[Stored data entries]
----------------

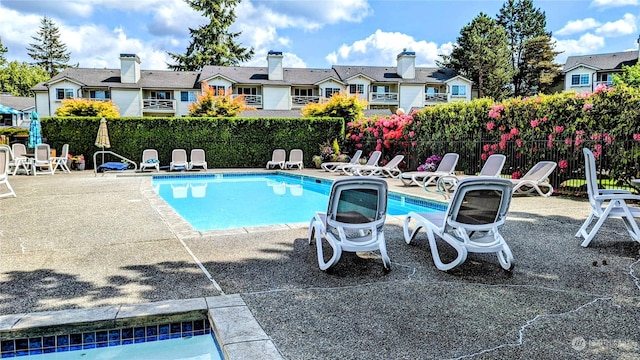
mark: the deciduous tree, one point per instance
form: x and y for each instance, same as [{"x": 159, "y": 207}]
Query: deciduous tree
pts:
[
  {"x": 48, "y": 51},
  {"x": 213, "y": 43},
  {"x": 481, "y": 54}
]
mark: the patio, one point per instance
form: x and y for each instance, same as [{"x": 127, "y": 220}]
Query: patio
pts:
[{"x": 75, "y": 241}]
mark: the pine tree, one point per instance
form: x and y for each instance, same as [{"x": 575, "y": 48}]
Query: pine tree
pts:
[
  {"x": 212, "y": 44},
  {"x": 481, "y": 53},
  {"x": 48, "y": 51},
  {"x": 522, "y": 22}
]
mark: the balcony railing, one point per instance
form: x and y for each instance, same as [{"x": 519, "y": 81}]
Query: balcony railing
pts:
[
  {"x": 251, "y": 100},
  {"x": 158, "y": 104},
  {"x": 435, "y": 97},
  {"x": 304, "y": 100},
  {"x": 389, "y": 98}
]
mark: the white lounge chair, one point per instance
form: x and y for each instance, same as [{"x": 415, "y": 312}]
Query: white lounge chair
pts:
[
  {"x": 354, "y": 220},
  {"x": 197, "y": 159},
  {"x": 5, "y": 154},
  {"x": 333, "y": 166},
  {"x": 606, "y": 204},
  {"x": 446, "y": 167},
  {"x": 535, "y": 179},
  {"x": 372, "y": 162},
  {"x": 278, "y": 158},
  {"x": 150, "y": 160},
  {"x": 492, "y": 167},
  {"x": 471, "y": 223},
  {"x": 41, "y": 162},
  {"x": 178, "y": 160},
  {"x": 390, "y": 169},
  {"x": 296, "y": 159},
  {"x": 61, "y": 160}
]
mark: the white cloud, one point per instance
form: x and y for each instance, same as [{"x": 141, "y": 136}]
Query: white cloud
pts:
[
  {"x": 577, "y": 26},
  {"x": 382, "y": 48},
  {"x": 624, "y": 26},
  {"x": 586, "y": 44},
  {"x": 613, "y": 3}
]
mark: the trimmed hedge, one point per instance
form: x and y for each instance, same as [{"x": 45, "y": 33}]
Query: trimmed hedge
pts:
[{"x": 228, "y": 142}]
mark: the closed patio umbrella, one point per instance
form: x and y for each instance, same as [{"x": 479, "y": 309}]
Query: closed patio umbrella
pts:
[
  {"x": 102, "y": 140},
  {"x": 35, "y": 131}
]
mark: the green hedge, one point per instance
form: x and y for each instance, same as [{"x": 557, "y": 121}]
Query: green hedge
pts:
[{"x": 228, "y": 142}]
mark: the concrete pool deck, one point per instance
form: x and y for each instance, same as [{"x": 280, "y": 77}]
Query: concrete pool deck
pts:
[{"x": 75, "y": 241}]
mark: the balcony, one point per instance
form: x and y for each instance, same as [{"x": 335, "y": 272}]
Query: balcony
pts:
[
  {"x": 383, "y": 98},
  {"x": 300, "y": 101},
  {"x": 435, "y": 98},
  {"x": 251, "y": 100},
  {"x": 161, "y": 105}
]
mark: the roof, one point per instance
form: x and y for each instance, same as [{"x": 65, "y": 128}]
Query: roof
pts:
[
  {"x": 610, "y": 61},
  {"x": 20, "y": 103},
  {"x": 110, "y": 78}
]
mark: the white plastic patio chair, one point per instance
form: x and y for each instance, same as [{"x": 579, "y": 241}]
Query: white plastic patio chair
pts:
[
  {"x": 535, "y": 179},
  {"x": 354, "y": 220},
  {"x": 150, "y": 160},
  {"x": 492, "y": 167},
  {"x": 333, "y": 166},
  {"x": 4, "y": 171},
  {"x": 606, "y": 204},
  {"x": 296, "y": 159},
  {"x": 61, "y": 160},
  {"x": 446, "y": 167},
  {"x": 278, "y": 158},
  {"x": 197, "y": 159},
  {"x": 41, "y": 163},
  {"x": 471, "y": 223},
  {"x": 389, "y": 169},
  {"x": 178, "y": 160},
  {"x": 372, "y": 162}
]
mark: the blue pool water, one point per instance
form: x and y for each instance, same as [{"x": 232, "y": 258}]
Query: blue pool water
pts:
[{"x": 227, "y": 201}]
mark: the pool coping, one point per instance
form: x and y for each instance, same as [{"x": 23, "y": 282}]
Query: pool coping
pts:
[{"x": 236, "y": 330}]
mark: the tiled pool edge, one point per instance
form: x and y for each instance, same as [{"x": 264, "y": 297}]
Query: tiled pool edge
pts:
[{"x": 238, "y": 333}]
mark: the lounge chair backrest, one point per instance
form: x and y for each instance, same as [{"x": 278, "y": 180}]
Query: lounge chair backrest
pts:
[
  {"x": 540, "y": 171},
  {"x": 493, "y": 165},
  {"x": 19, "y": 150},
  {"x": 148, "y": 154},
  {"x": 278, "y": 155},
  {"x": 479, "y": 203},
  {"x": 357, "y": 202},
  {"x": 448, "y": 163},
  {"x": 374, "y": 158},
  {"x": 356, "y": 157},
  {"x": 197, "y": 156}
]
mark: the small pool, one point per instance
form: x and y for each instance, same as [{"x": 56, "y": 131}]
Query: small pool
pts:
[{"x": 227, "y": 201}]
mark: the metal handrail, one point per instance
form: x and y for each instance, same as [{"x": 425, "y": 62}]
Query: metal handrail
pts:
[{"x": 95, "y": 167}]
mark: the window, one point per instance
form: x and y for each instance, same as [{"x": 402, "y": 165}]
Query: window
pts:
[
  {"x": 356, "y": 89},
  {"x": 381, "y": 89},
  {"x": 64, "y": 93},
  {"x": 162, "y": 95},
  {"x": 580, "y": 79},
  {"x": 99, "y": 94},
  {"x": 188, "y": 96},
  {"x": 219, "y": 89},
  {"x": 247, "y": 91},
  {"x": 328, "y": 92},
  {"x": 459, "y": 90}
]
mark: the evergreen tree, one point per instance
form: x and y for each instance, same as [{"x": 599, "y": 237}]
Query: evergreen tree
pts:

----------------

**Activity:**
In the entries above, how many lines hold "pool"? Answer with the number alone.

**Exercise result:**
10